Text:
%%

# No TV2 output?



## PhantomOG

has the 922 TV2 output died on anyone? I'm so tired of this thing. My first 922 died and I lost all my recordings  Chalk it up to bad luck, learn my lesson and get an external drive. Now my new 922 is misbehaving as well. 90% of the time when I turn on the TV I get a blank screen. The guide will come up but no picture or audio. Sometimes starting a DVR recording and stopping it will re-kick things and get it working but most times I have to do a full reboot which takes forever.

Now, the TV2 output has completely stopped working. Rebooting used to fix this, now it doesn't help at all. I can't believe I paid $215 and signed a 2 year contract only to suffer with the 922 like this. I never had an issue with the 622.

My first few years with Dish and a 622 made me a firm believer in Dish. The 922 has me seriously contemplating going back to cable.

%%

Tasks:
1 - According to the forum post, how much was paid for the 922?
2 - Transcribe the forum post between "# No TV2 output?" and "back to cable.", inclusive.

[Point notes for photos]
%%

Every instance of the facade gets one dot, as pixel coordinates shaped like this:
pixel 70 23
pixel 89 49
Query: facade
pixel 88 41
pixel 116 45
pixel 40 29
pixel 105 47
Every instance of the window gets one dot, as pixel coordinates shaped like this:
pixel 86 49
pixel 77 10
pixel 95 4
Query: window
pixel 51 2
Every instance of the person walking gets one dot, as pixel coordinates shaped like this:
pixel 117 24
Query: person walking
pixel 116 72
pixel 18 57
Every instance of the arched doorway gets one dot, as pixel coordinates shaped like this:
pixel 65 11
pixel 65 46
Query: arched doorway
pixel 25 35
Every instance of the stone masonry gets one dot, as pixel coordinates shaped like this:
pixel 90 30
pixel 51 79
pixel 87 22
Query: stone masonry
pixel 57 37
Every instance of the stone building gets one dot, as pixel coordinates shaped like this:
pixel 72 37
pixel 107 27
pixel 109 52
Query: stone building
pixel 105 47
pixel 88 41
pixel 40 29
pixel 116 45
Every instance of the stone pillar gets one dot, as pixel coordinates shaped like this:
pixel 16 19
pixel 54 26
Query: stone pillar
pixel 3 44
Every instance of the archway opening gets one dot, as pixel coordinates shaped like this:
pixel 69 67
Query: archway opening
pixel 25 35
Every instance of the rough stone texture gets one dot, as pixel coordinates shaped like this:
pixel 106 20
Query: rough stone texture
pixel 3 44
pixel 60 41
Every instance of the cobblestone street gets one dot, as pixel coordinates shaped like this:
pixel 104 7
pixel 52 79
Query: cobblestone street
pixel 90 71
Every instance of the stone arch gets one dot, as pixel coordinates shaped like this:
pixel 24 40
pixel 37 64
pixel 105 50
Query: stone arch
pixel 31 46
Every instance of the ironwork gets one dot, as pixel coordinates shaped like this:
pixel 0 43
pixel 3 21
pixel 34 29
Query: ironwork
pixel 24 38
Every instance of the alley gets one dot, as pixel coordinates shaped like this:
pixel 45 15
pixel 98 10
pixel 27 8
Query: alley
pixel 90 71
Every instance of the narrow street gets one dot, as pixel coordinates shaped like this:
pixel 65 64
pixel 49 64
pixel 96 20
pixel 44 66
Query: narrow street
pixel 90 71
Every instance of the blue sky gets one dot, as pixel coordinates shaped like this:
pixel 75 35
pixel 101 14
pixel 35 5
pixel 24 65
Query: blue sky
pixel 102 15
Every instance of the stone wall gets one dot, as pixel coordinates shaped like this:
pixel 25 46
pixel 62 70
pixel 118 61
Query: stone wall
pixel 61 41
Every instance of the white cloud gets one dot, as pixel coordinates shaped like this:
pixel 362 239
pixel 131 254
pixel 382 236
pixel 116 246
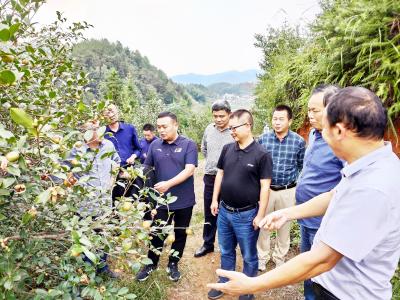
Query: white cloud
pixel 182 36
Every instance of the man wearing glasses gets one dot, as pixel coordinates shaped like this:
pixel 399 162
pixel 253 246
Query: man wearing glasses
pixel 242 185
pixel 287 149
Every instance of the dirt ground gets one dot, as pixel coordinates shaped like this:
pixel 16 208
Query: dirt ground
pixel 197 272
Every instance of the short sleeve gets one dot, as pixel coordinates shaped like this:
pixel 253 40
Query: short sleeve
pixel 150 157
pixel 220 164
pixel 191 156
pixel 265 166
pixel 357 222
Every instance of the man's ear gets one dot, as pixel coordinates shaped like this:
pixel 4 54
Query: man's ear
pixel 340 130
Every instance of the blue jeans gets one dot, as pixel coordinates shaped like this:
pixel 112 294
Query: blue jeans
pixel 234 228
pixel 307 238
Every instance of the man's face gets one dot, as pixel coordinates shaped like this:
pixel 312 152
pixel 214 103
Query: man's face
pixel 221 118
pixel 167 128
pixel 280 121
pixel 111 114
pixel 316 110
pixel 240 128
pixel 328 134
pixel 148 135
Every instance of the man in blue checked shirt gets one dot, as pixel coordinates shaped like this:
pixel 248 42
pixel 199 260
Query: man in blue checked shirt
pixel 287 151
pixel 125 140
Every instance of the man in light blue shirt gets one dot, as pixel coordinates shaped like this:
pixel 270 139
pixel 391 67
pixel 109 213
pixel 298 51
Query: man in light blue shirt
pixel 321 170
pixel 357 247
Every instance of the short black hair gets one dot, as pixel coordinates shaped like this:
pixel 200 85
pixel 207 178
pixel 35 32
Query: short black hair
pixel 283 107
pixel 328 89
pixel 243 112
pixel 168 114
pixel 148 127
pixel 360 110
pixel 221 105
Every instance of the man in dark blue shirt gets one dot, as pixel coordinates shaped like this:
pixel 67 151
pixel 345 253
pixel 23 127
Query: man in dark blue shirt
pixel 287 150
pixel 125 140
pixel 145 142
pixel 174 159
pixel 321 171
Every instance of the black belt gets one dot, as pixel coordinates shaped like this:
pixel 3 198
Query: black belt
pixel 322 293
pixel 241 209
pixel 282 187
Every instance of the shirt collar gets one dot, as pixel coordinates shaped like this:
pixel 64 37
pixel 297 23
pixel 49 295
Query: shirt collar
pixel 121 126
pixel 247 149
pixel 215 127
pixel 369 159
pixel 176 142
pixel 284 138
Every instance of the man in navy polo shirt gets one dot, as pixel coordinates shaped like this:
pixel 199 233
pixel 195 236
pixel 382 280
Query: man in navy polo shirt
pixel 174 159
pixel 242 182
pixel 321 171
pixel 125 140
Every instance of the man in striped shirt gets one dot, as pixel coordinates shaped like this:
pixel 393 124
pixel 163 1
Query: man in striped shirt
pixel 287 150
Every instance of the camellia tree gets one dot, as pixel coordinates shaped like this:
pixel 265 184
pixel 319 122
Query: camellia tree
pixel 43 238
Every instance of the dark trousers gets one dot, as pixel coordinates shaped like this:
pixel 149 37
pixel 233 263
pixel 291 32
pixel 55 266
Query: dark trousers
pixel 210 221
pixel 181 218
pixel 323 294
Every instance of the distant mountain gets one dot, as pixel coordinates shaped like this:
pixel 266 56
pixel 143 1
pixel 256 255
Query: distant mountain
pixel 100 57
pixel 232 77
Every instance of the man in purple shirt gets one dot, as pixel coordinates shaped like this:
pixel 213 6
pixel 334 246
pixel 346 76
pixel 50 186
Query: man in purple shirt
pixel 174 159
pixel 145 142
pixel 125 140
pixel 357 247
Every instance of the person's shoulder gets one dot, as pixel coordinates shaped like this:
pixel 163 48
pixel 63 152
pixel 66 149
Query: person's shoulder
pixel 107 144
pixel 296 136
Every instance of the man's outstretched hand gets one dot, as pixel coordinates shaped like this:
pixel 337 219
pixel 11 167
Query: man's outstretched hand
pixel 238 284
pixel 274 220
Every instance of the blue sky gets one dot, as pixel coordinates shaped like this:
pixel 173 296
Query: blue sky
pixel 185 36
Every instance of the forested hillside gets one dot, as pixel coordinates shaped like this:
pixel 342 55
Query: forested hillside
pixel 112 62
pixel 353 42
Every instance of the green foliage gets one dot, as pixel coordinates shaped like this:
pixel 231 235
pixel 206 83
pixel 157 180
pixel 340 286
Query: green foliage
pixel 351 43
pixel 42 236
pixel 101 58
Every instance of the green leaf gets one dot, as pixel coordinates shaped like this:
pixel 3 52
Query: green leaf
pixel 90 255
pixel 14 28
pixel 4 33
pixel 123 291
pixel 7 77
pixel 26 218
pixel 43 197
pixel 88 135
pixel 20 117
pixel 5 134
pixel 14 171
pixel 6 182
pixel 8 285
pixel 40 278
pixel 4 192
pixel 84 240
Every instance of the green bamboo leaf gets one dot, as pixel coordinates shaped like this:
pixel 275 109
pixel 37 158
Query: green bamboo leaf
pixel 4 33
pixel 7 77
pixel 44 196
pixel 20 117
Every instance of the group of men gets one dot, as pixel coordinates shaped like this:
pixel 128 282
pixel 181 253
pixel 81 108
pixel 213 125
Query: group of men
pixel 344 184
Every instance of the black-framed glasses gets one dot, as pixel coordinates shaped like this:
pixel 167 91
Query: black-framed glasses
pixel 233 128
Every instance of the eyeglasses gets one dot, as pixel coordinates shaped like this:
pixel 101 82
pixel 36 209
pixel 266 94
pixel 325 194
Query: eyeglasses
pixel 233 128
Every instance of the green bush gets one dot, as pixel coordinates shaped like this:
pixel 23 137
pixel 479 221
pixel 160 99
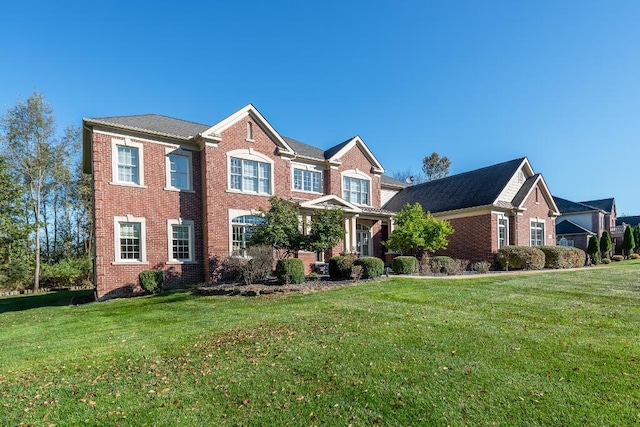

%%

Answers by task:
1 - $215

2 -
# No TV2 output?



## PhantomOG

has the 922 TV2 output died on anyone? I'm so tired of this thing. My first 922 died and I lost all my recordings  Chalk it up to bad luck, learn my lesson and get an external drive. Now my new 922 is misbehaving as well. 90% of the time when I turn on the TV I get a blank screen. The guide will come up but no picture or audio. Sometimes starting a DVR recording and stopping it will re-kick things and get it working but most times I have to do a full reboot which takes forever.

Now, the TV2 output has completely stopped working. Rebooting used to fix this, now it doesn't help at all. I can't believe I paid $215 and signed a 2 year contract only to suffer with the 922 like this. I never had an issue with the 622.

My first few years with Dish and a 622 made me a firm believer in Dish. The 922 has me seriously contemplating going back to cable.